* _TASK BRIEF_:
Write out the stretch of data below from its very start through the line containing "[635,508,735,598]", copying every line unchanged and including both ends.

* _EXERCISE DATA_:
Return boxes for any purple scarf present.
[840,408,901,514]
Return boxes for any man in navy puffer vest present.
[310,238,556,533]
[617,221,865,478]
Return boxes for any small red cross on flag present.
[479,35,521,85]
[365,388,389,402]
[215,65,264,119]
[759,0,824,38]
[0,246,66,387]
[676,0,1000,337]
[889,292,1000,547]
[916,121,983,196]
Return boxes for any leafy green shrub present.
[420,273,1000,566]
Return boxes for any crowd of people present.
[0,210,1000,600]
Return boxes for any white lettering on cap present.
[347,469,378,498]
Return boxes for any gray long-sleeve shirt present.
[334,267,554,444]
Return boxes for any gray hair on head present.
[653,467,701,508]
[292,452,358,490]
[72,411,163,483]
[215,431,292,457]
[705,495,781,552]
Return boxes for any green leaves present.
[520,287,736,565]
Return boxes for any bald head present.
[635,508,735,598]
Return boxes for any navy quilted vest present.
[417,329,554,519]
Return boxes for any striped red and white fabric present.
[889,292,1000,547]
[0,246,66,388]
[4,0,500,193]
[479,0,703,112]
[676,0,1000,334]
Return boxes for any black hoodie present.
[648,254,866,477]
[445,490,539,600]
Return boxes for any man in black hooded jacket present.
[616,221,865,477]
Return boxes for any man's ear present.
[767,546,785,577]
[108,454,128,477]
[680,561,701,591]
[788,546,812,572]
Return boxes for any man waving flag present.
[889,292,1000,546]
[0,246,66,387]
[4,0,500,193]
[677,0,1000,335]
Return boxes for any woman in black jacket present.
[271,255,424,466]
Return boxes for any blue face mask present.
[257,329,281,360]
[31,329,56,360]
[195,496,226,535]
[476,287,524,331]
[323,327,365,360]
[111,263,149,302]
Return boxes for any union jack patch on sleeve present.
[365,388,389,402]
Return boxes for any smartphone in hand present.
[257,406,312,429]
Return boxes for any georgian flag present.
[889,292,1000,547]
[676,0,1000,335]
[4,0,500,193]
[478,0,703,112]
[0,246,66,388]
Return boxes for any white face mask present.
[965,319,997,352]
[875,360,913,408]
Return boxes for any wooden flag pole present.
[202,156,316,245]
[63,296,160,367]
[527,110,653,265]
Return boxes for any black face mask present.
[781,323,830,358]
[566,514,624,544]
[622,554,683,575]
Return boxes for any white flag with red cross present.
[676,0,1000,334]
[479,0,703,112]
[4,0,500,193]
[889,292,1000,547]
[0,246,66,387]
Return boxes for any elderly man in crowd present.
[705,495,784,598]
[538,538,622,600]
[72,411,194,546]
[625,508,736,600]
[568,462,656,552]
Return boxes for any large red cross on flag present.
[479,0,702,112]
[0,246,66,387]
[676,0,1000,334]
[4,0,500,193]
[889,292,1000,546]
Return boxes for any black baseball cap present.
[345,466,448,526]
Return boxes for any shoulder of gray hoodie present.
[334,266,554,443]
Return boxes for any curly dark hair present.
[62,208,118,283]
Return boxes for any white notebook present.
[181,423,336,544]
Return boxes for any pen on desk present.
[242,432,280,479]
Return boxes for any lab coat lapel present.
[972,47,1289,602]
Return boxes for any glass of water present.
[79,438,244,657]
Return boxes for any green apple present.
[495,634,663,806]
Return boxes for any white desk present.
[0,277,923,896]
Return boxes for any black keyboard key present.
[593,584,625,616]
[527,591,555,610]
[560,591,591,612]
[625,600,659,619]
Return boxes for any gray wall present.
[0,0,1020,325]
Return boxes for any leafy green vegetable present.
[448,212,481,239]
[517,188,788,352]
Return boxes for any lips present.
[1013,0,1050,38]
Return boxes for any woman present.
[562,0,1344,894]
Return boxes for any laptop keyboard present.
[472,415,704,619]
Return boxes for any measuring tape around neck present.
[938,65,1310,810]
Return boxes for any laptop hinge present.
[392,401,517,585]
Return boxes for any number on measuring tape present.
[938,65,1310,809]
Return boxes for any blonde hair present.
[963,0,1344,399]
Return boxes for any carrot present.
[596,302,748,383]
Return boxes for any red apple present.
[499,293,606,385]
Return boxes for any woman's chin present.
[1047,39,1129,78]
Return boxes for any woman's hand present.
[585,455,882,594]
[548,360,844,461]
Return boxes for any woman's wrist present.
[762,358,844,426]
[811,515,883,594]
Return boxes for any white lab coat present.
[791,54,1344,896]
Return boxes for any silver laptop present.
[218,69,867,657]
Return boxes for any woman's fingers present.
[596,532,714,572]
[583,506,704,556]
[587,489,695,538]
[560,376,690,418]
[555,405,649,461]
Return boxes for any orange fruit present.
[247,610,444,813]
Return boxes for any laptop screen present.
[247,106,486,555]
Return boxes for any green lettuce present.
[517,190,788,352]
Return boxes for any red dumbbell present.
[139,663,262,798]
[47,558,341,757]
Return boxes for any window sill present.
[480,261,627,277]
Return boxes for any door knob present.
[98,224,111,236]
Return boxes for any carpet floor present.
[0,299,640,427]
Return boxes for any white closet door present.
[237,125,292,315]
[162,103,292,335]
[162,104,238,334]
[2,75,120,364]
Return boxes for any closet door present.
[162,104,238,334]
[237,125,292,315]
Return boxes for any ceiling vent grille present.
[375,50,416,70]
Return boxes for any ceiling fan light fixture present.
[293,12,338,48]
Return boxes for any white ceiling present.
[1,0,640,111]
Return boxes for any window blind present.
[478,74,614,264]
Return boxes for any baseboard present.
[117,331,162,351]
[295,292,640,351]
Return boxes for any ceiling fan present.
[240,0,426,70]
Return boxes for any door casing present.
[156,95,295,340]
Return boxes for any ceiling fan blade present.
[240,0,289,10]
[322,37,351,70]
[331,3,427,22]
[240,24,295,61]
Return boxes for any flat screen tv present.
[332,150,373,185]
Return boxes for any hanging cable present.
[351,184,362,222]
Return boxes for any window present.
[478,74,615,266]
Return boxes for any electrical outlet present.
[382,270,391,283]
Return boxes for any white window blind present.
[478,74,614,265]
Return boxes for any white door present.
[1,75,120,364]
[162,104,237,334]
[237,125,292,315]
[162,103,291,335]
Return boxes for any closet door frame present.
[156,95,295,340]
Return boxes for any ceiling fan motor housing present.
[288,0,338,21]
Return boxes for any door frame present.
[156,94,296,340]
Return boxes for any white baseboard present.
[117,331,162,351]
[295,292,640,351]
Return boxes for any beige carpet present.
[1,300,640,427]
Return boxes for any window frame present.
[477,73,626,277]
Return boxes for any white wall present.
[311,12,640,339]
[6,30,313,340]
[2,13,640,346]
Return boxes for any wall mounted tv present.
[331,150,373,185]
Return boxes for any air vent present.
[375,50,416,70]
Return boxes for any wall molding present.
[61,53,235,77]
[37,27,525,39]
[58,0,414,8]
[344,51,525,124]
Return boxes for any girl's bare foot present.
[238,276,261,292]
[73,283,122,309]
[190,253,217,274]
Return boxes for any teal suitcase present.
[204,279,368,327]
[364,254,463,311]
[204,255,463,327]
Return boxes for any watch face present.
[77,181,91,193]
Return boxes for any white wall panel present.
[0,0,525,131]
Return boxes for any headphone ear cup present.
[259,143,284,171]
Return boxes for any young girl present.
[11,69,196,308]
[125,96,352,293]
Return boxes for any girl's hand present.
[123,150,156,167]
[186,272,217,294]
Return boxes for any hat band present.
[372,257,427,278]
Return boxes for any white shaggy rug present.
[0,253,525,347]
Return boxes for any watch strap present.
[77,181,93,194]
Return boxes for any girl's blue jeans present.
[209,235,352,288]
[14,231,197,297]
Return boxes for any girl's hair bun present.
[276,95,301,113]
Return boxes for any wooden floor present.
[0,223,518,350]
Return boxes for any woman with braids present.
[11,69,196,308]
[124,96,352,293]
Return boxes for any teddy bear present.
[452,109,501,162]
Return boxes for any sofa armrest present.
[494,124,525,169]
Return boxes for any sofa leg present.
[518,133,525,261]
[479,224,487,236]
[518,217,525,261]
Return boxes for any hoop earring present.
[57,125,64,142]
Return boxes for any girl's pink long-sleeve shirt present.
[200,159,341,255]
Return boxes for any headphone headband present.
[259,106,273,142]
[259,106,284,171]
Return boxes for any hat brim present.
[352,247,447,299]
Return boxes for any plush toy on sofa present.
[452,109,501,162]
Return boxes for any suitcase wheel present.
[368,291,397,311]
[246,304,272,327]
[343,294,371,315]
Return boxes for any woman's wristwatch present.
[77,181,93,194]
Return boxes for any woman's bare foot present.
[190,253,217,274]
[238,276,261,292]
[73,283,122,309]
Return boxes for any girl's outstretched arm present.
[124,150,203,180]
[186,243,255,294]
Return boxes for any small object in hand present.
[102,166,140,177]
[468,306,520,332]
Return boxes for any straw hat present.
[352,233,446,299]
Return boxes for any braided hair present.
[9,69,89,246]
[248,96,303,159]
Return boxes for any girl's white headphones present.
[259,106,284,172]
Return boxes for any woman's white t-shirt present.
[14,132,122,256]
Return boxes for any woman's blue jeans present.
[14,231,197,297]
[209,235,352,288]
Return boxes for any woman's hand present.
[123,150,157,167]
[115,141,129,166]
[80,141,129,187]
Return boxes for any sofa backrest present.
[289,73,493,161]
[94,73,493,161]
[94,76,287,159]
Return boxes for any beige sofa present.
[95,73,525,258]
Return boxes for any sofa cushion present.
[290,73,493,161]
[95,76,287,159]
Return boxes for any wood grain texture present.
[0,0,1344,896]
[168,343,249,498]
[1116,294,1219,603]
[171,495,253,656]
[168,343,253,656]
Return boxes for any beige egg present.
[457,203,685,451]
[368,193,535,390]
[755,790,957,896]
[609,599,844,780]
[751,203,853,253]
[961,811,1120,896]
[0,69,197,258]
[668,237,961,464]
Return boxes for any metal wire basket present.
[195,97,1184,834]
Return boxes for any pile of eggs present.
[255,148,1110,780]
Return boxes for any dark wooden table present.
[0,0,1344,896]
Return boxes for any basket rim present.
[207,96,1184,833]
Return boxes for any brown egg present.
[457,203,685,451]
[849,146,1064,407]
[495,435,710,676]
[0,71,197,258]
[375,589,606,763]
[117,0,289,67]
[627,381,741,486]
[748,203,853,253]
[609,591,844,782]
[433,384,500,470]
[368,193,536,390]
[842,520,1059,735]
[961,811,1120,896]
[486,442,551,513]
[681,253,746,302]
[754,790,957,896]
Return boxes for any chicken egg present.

* _FULL SOLUTION_:
Return boxes for any purple scarf present.
[840,408,901,514]
Return boxes for any man in navy puffer vest present.
[310,238,556,533]
[617,221,865,478]
Return boxes for any small red cross on flag present.
[479,35,521,85]
[365,388,389,402]
[215,65,264,119]
[759,0,824,38]
[0,246,66,387]
[676,0,1000,337]
[889,292,1000,547]
[916,121,983,196]
Return boxes for any leafy green shrub present.
[420,273,1000,566]
Return boxes for any crowd of people present.
[0,210,1000,600]
Return boxes for any white lettering on cap present.
[347,469,378,498]
Return boxes for any gray long-sleeve shirt present.
[334,267,554,444]
Return boxes for any gray hair on head present.
[653,467,701,508]
[292,452,358,490]
[72,411,163,483]
[215,431,292,457]
[705,495,781,552]
Return boxes for any green leaves present.
[520,287,736,565]
Return boxes for any bald head present.
[635,508,735,598]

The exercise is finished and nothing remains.